##### Stored data #####

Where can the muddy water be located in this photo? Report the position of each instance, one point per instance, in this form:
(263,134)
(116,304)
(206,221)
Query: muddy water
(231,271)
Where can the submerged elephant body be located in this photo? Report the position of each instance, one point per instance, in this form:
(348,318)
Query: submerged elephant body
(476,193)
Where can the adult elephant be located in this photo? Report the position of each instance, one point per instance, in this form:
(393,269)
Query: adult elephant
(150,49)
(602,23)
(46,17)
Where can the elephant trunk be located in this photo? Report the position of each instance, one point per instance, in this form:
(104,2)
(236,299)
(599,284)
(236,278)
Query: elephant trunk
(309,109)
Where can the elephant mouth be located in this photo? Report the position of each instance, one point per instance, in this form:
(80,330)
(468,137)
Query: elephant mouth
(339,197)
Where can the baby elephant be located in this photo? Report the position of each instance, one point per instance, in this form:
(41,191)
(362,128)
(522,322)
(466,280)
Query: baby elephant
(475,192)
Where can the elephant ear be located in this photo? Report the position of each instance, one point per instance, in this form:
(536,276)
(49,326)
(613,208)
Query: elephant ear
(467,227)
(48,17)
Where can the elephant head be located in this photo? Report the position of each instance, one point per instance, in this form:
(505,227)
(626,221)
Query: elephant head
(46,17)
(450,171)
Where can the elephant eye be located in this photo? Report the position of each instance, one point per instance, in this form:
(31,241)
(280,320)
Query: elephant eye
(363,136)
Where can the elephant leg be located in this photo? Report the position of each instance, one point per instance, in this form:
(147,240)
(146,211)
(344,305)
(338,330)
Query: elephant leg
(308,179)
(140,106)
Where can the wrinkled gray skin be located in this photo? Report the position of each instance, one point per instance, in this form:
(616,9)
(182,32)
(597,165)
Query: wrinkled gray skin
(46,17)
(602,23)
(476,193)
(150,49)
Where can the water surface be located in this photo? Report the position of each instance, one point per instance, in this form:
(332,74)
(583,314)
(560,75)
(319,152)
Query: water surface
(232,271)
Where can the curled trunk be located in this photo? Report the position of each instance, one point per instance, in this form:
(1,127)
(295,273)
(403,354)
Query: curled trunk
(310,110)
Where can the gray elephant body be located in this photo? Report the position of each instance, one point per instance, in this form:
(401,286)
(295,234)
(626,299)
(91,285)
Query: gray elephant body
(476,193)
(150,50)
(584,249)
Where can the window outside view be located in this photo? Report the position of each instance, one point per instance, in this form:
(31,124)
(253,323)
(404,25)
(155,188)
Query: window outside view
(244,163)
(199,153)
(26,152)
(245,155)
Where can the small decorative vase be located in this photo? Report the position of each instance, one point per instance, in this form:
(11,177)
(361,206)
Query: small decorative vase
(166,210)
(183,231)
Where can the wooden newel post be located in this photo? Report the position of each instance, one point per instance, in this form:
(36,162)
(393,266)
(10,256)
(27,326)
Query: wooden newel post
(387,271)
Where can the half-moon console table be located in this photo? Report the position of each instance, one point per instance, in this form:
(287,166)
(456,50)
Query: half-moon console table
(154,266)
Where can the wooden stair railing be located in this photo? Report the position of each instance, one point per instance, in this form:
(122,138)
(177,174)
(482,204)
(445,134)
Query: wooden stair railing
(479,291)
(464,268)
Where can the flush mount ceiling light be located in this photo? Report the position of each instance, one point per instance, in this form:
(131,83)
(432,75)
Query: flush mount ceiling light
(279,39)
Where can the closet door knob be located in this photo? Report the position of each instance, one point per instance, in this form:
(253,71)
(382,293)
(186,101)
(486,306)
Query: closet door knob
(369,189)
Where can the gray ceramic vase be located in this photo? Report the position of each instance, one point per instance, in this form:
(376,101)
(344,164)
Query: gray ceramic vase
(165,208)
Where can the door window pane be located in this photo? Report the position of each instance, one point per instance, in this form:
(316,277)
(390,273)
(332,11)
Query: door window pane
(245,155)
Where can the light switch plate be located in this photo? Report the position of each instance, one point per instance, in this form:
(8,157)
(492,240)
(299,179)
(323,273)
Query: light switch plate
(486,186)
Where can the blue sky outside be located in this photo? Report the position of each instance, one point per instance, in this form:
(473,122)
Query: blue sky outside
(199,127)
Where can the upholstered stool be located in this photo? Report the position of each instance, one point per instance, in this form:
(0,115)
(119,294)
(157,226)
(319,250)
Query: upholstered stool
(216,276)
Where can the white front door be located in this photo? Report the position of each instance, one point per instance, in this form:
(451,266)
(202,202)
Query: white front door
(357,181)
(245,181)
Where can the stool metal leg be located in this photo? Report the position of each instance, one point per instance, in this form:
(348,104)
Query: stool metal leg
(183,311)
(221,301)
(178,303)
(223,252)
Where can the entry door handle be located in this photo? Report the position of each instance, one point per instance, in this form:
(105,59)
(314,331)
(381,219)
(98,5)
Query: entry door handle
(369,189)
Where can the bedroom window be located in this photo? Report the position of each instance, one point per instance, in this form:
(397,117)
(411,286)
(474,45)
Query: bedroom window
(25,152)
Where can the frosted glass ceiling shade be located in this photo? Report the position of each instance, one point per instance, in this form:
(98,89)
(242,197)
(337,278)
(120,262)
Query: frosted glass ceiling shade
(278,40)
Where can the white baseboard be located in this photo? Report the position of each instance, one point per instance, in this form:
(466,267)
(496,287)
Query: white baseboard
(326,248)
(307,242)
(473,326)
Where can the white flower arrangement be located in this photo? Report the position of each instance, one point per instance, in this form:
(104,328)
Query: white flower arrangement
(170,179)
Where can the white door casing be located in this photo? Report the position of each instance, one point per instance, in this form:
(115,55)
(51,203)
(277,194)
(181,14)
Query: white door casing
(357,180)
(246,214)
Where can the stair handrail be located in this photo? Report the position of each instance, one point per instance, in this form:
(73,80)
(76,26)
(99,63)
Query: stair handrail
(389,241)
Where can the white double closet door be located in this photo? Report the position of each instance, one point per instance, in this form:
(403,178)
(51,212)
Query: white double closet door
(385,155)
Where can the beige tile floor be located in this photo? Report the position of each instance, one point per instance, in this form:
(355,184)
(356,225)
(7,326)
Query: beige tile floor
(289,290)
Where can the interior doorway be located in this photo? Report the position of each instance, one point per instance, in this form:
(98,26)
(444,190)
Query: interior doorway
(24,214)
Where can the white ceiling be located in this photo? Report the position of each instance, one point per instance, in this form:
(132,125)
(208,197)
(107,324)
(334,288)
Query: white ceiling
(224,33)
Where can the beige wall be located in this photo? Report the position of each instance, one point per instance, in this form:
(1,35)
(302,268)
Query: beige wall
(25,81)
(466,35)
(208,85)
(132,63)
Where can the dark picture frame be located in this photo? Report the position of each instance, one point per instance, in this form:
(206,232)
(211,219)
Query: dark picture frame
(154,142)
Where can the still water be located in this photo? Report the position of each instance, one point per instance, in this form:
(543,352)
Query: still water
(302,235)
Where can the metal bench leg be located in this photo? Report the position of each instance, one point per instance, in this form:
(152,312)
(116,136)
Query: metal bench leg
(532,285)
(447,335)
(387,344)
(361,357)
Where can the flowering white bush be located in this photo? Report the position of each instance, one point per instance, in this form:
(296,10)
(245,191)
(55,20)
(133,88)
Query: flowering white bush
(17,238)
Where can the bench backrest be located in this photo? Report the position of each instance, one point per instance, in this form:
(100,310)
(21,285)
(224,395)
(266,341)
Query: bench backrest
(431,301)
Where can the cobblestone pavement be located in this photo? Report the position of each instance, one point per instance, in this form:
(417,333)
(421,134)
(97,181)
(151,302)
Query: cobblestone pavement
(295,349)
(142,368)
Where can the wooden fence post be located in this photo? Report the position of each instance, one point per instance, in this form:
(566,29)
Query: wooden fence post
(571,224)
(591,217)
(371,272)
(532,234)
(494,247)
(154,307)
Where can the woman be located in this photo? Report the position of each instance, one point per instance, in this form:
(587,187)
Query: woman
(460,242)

#####

**The task:** In full and without edits, repeat the listing above.

**Written solution:**
Where can the muddy water be located in this photo? Report the position of each instance, one point per instance, in this form:
(263,134)
(116,304)
(206,221)
Query: muddy water
(231,271)
Where can the submerged elephant body be located in this photo? Report the position of each instance, one point per instance, in this form:
(348,318)
Query: submerged elephant body
(476,193)
Where can the adult elephant be located in this photo? Report the position of each instance, one point per instance, in this form:
(393,269)
Query: adult elephant
(150,49)
(602,23)
(46,17)
Where can the elephant trunk be located in this photo? Report the position of each instance, one point per instance, in this form:
(104,2)
(236,299)
(599,284)
(236,278)
Query: elephant trunk
(309,109)
Where can the elephant mouth be located in this photo? Report the position of each instance, one point per instance, in this form:
(80,330)
(468,137)
Query: elephant mouth
(339,197)
Where can the baby elephant be located in this photo? Report the position of each instance, one point per instance, in this form:
(41,191)
(362,128)
(522,322)
(466,280)
Query: baby elephant
(475,192)
Where can the elephant ear be located in this photo? Report the position of each instance, one point per instance, in this form:
(536,276)
(49,326)
(613,208)
Query: elephant ear
(467,227)
(48,17)
Where can the elephant head be located in this photo? Report the position of each instance, one point per instance, in this form:
(505,227)
(626,221)
Query: elephant head
(46,17)
(450,171)
Where can the elephant eye be located in this photo? Report the position of each instance, one point per instance, in this form:
(31,241)
(280,320)
Query: elephant eye
(363,136)
Where can the elephant leg be located in this photo? Report the position of each instance, one point per instance, in this form:
(147,240)
(146,211)
(344,305)
(338,330)
Query: elephant leg
(308,179)
(140,106)
Where can the wrinkled gray skin be located in this photo? Report the position of each instance, one point per instance, in this form:
(616,9)
(182,32)
(597,165)
Query: wrinkled gray skin
(46,17)
(602,23)
(476,193)
(150,49)
Where can the water surface be located in this photo? Report the position of each instance, one point per instance, in this form:
(332,74)
(583,314)
(560,75)
(319,152)
Query: water surface
(232,271)
Where can the curled trunk be located in this photo? Report the position of each instance, one point per instance, in this form:
(1,127)
(295,273)
(403,354)
Query: curled trunk
(310,110)
Where can the gray elephant body be located in this photo? Report the position of each instance, one point per instance, in this form:
(401,286)
(295,234)
(626,299)
(91,285)
Query: gray elephant body
(476,193)
(150,50)
(584,249)
Where can the window outside view be located in this photo? Report the position of each instance, one point per instance, in this form:
(31,124)
(253,323)
(404,25)
(155,188)
Query: window outside view
(244,163)
(199,153)
(26,152)
(245,155)
Where can the small decorative vase be located in this photo? Report the position of each instance, one point per instance, in this form:
(11,177)
(361,206)
Query: small decorative vase
(166,210)
(183,231)
Where can the wooden newel post be located in this photo? Report the position of each instance, one point per instance, in this form:
(36,162)
(393,266)
(10,256)
(27,326)
Query: wooden newel post
(387,271)
Where can the half-moon console table be located in this photo? Report the position of each instance, one point per instance, in this form:
(287,166)
(456,50)
Query: half-moon console table
(154,266)
Where can the wooden stair railing be located in this photo? Report the position of each instance, one point per instance, in this form:
(122,138)
(177,174)
(482,204)
(445,134)
Query: wooden stair railing
(479,291)
(464,268)
Where can the flush mount ceiling light be located in this photo? Report the position of each instance, one point per instance, in this form:
(131,83)
(432,75)
Query: flush mount ceiling light
(279,39)
Where can the closet door knob be located in this photo? Report the position of each instance, one point per instance, in this form:
(253,71)
(382,293)
(186,101)
(486,306)
Query: closet door knob
(369,189)
Where can the gray ceramic vase be located in this photo? Report the position of each instance, one point per instance, in this form:
(376,101)
(344,164)
Query: gray ceramic vase
(165,208)
Where can the door window pane be located in this photo? Report the position of each instance, one point per instance, in this form:
(316,277)
(390,273)
(332,11)
Query: door window pane
(245,155)
Where can the light switch plate be located in this photo? Report the position of each instance, one point per instance, in this form:
(8,157)
(492,240)
(299,179)
(323,273)
Query: light switch plate
(486,186)
Where can the blue sky outside be located in this photo? Report the position of each instance, one point per instance, in this form:
(473,122)
Query: blue sky outside
(199,127)
Where can the upholstered stool be located in this photo? Report the position of each instance, one point per instance, in this form:
(0,115)
(119,294)
(157,226)
(319,250)
Query: upholstered stool
(216,276)
Where can the white front door be located in this photo? Report the position of each instance, one point per instance, in this form:
(451,266)
(202,202)
Query: white front door
(357,181)
(245,181)
Where can the stool metal leg be located in this photo? Report the position of each instance, one point per instance, in this form:
(348,104)
Query: stool metal leg
(183,311)
(221,301)
(178,303)
(223,252)
Where can the entry door handle be located in this photo? Report the position of each instance, one point per instance, in this form:
(105,59)
(314,331)
(381,219)
(98,5)
Query: entry door handle
(369,189)
Where can the bedroom window be located in this photo? Report the position of each instance, one point per instance, in this form:
(397,117)
(411,286)
(474,45)
Query: bedroom window
(25,152)
Where can the frosted glass ceiling shade be located in this photo? Report the position of each instance, one point per instance, in this form:
(98,89)
(242,197)
(337,278)
(120,262)
Query: frosted glass ceiling shade
(278,40)
Where can the white baseboard be located in this photo? Report the position of each instance, one point per instance, in this form:
(466,267)
(496,287)
Query: white baseboard
(326,248)
(307,242)
(473,326)
Where can the white flower arrangement be located in this photo? Report the position of each instance, one point per instance, in this form:
(104,328)
Query: white flower arrangement
(170,179)
Where can the white door casing be located in this photo? Report the position of each instance, one point per instance, in this form:
(115,55)
(51,203)
(277,194)
(181,14)
Query: white door casing
(357,180)
(246,214)
Where can the stair handrail be located in this photo? Report the position of each instance, one point per instance, in this form:
(73,80)
(76,26)
(99,63)
Query: stair handrail
(389,241)
Where can the white double closet door be located in this photo? Report the position of each instance, one point per instance, in this form:
(403,178)
(51,212)
Query: white double closet door
(385,155)
Where can the beige tile floor be located in this photo? Report the position of each instance, one point per instance, in this form:
(355,184)
(356,225)
(7,326)
Query: beige tile floor
(289,290)
Where can the interior doorway be located in this photo? Report the position of each instance, one point per instance, in this form:
(98,26)
(444,190)
Query: interior doorway
(24,214)
Where can the white ceiling be located in this photo? Report the position of each instance, one point per instance, in this form:
(132,125)
(208,197)
(107,324)
(334,288)
Query: white ceiling
(224,33)
Where can the beige wall be located in this photo? Report the position of each instance, one point per instance, in this form:
(1,35)
(302,268)
Query: beige wall
(25,81)
(466,35)
(208,85)
(132,63)
Where can the dark picture frame be located in this photo? Report the position of each instance, one point per instance, in this form:
(206,232)
(211,219)
Query: dark picture frame
(154,142)
Where can the still water be located in this photo? Report the position of each instance, one point per instance, in this form:
(543,352)
Query: still water
(302,235)
Where can the metal bench leg be located in this photo? Report the position of each instance, one point per instance, in this form:
(152,312)
(116,136)
Query: metal bench leg
(532,285)
(447,335)
(387,344)
(361,357)
Where can the flowering white bush be located in this photo? Report the position of each instance, one point per instance, in this form:
(296,10)
(245,191)
(55,20)
(133,88)
Query: flowering white bush
(17,238)
Where can the bench backrest be located in this photo? Report the position of each instance, one point per instance, in this form:
(100,310)
(21,285)
(224,395)
(266,341)
Query: bench backrest
(431,301)
Where can the cobblestone pavement be located in this photo? Report the position of each instance, one point per instance, in this form:
(417,333)
(421,134)
(97,181)
(151,302)
Query: cobblestone pavement
(295,349)
(142,368)
Where can the wooden fence post be located in this photo? Report the position of each instance, one point per instance, in this form:
(566,29)
Query: wooden fence post
(571,224)
(591,217)
(371,272)
(532,234)
(494,247)
(154,307)
Where can the woman be located in this photo? Report the position of each instance, one point per instance, in this form:
(587,187)
Query: woman
(460,242)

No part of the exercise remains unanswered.